Exercise
Print the whole listing below verbatim, from its first line to its last, without changing anything.

Supplied entries
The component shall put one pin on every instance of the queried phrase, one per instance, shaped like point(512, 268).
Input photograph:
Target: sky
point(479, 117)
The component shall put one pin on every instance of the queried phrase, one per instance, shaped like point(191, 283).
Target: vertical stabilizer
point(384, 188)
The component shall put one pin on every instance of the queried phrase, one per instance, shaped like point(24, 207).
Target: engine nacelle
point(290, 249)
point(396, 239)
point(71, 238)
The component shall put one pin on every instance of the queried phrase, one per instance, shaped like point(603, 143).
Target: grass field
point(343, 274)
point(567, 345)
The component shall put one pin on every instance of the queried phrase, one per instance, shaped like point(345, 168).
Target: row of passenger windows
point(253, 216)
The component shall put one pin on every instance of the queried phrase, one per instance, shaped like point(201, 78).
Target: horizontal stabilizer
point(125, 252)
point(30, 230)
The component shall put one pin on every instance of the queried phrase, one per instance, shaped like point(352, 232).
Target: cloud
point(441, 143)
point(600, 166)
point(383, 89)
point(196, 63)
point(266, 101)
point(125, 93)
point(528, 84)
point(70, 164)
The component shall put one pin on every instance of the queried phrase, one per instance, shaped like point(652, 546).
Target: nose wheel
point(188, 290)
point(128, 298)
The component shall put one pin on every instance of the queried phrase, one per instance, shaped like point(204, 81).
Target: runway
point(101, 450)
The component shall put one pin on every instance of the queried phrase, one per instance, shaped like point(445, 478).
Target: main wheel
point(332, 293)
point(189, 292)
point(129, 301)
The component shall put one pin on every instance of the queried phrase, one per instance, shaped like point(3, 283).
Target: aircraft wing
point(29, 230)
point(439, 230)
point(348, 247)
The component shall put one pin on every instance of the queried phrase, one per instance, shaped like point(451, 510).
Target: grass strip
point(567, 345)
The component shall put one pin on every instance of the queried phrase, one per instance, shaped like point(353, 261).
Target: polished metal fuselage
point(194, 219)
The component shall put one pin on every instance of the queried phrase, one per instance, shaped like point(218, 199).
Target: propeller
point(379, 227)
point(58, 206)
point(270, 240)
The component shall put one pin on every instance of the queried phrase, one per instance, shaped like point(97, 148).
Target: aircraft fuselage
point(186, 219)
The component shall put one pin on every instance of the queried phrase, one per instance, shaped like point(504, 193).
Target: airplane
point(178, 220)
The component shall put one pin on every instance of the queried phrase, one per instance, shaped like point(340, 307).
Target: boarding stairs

Completed task
The component shall put one pin on every instance of the queried phrase, one per instance, shaped like point(512, 268).
Input photograph:
Target: sky
point(479, 117)
The component shall put one pin on every instance of the queried phrase, one per instance, shaped like point(191, 283).
Target: vertical stabilizer
point(384, 188)
The component shall put one pin on every instance of the queried phrase, one per instance, shaped like point(24, 207).
Target: engine nacelle
point(290, 249)
point(396, 239)
point(71, 238)
The component shall put one pin on every instance of the queried phrase, one per instance, shaped like point(603, 143).
Target: grass field
point(343, 274)
point(567, 345)
The component shall put one pin on every instance of the queried phrase, one per instance, shaped like point(345, 168).
Target: row of passenger windows
point(253, 216)
The component shall put one pin on every instance of the queried phrase, one per instance, shaped like point(201, 78).
Target: horizontal stabilizer
point(125, 252)
point(30, 230)
The component shall put one pin on every instance of the queried phrase, one per instance, shaped like point(352, 232).
Target: cloud
point(441, 143)
point(600, 166)
point(383, 89)
point(196, 63)
point(266, 101)
point(125, 93)
point(528, 84)
point(70, 164)
The component shall put one pin on every instance of the queried phrase, one per instance, shaped like point(652, 546).
Target: nose wheel
point(188, 290)
point(128, 298)
The component shall put one pin on every instance of the queried phrase, one per instance, shaped like point(204, 81).
Target: runway
point(101, 450)
The component shall put one pin on every instance of the queried phrase, one per instance, shaped like point(445, 478).
Target: main wheel
point(332, 293)
point(189, 292)
point(129, 301)
The component shall put one pin on every instance of the queried phrase, one per instance, shaped like point(3, 283).
Target: aircraft wing
point(29, 230)
point(439, 230)
point(348, 247)
The component shall put one pin on every instance of the queried phrase, one per instance, shaped like point(451, 510).
Target: grass strip
point(567, 345)
The component shall put one pin on every instance of the queried phrase, one per instance, shaped like point(353, 261).
Target: polished metal fuselage
point(194, 219)
The component shall put one pin on every instance of the queried phrase, one per instance, shaped like point(218, 199).
Target: propeller
point(379, 227)
point(58, 206)
point(270, 240)
The component shall put one pin on every instance of the queried phrase, one per instance, shaped like point(97, 148).
Target: aircraft fuselage
point(186, 219)
The component shall put one pin on every instance of the queried phrase, one per instance, shaped like point(504, 193).
Target: airplane
point(178, 220)
The component shall put one pin on every instance of the queried phrase, one per instance, shaped like point(340, 307).
Target: boarding stairs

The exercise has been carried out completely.